### WRITTEN EXERCISE
Reproduce, word for word, every line starting at the line that contains "of the hi-vis" and ending with the final line of the entries.

Lines of data:
_ _ _ _ _ _ _

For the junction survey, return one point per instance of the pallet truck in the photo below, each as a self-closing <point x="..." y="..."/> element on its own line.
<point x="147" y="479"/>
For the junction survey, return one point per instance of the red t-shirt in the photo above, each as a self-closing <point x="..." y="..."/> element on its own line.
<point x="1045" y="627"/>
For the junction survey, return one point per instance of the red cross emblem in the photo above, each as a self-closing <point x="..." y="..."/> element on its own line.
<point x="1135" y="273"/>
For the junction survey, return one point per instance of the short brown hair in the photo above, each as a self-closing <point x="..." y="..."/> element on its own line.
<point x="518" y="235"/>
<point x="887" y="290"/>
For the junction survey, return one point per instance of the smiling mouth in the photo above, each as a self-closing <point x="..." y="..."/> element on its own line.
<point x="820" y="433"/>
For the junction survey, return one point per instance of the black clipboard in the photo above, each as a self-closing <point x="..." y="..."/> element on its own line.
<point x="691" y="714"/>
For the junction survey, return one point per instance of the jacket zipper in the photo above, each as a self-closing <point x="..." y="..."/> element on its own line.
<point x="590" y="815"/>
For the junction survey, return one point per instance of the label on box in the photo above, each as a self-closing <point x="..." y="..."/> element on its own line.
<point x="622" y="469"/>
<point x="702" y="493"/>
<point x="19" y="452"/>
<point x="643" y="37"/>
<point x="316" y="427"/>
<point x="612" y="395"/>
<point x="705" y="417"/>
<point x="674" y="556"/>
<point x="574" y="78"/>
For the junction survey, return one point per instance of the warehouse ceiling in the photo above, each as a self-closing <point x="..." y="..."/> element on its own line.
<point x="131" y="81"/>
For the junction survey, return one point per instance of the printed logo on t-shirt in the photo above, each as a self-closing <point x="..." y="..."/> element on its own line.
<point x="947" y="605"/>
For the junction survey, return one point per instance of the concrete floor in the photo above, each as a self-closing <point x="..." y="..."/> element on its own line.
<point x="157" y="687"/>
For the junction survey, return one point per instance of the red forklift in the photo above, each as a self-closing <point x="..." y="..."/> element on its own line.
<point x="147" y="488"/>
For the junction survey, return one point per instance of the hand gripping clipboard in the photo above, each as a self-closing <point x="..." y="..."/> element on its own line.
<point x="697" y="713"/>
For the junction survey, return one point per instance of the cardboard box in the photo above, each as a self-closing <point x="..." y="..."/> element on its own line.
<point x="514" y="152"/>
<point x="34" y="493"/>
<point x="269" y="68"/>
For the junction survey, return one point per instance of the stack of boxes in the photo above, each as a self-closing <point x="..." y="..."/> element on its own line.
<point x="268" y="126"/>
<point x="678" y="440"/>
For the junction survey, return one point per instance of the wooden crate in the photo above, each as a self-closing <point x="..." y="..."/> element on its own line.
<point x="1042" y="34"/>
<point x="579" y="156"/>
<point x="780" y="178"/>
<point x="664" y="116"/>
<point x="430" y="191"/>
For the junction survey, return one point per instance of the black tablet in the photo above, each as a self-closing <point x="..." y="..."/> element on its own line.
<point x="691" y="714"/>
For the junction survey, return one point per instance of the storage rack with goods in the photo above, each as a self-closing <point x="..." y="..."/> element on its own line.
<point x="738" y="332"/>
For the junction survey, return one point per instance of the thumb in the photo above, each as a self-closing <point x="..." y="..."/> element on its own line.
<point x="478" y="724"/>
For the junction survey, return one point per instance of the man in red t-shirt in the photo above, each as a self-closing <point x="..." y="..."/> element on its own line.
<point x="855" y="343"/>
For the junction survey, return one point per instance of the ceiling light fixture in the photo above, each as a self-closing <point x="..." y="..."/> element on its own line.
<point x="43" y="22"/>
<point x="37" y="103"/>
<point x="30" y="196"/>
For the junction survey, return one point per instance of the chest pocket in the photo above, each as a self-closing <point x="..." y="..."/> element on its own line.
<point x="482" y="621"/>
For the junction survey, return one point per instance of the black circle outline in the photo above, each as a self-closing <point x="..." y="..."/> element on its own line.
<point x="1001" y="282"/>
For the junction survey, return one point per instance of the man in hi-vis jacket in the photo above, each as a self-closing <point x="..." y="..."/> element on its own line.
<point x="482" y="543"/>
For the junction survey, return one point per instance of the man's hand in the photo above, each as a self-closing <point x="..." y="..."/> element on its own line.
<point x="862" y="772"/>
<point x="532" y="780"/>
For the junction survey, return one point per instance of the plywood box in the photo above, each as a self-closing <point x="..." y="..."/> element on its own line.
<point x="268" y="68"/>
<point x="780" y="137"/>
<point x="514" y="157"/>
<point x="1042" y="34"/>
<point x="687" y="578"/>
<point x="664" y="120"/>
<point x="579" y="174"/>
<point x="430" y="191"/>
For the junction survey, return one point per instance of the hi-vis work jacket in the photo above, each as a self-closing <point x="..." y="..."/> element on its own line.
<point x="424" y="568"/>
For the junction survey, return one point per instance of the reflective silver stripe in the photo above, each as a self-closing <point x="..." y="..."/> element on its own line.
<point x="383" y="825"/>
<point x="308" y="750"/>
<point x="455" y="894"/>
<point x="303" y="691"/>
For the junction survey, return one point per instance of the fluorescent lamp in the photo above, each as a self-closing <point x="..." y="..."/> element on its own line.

_ _ _ _ _ _ _

### ANSWER
For the junction survey, return one point per instance of the hi-vis work jacket in the photo above, each as a self-closing <point x="..." y="..."/> element on its own line.
<point x="424" y="568"/>
For the junction survey, return one point per instance of the reflective silver stripe in the photo above, each as a self-closing <point x="..." y="..."/> element on its own line.
<point x="383" y="825"/>
<point x="308" y="750"/>
<point x="455" y="894"/>
<point x="303" y="691"/>
For the junction survey, return one point per instance of the fluorescent lamp in the photo above, each as a self-closing <point x="..." y="..."/> element on its own line.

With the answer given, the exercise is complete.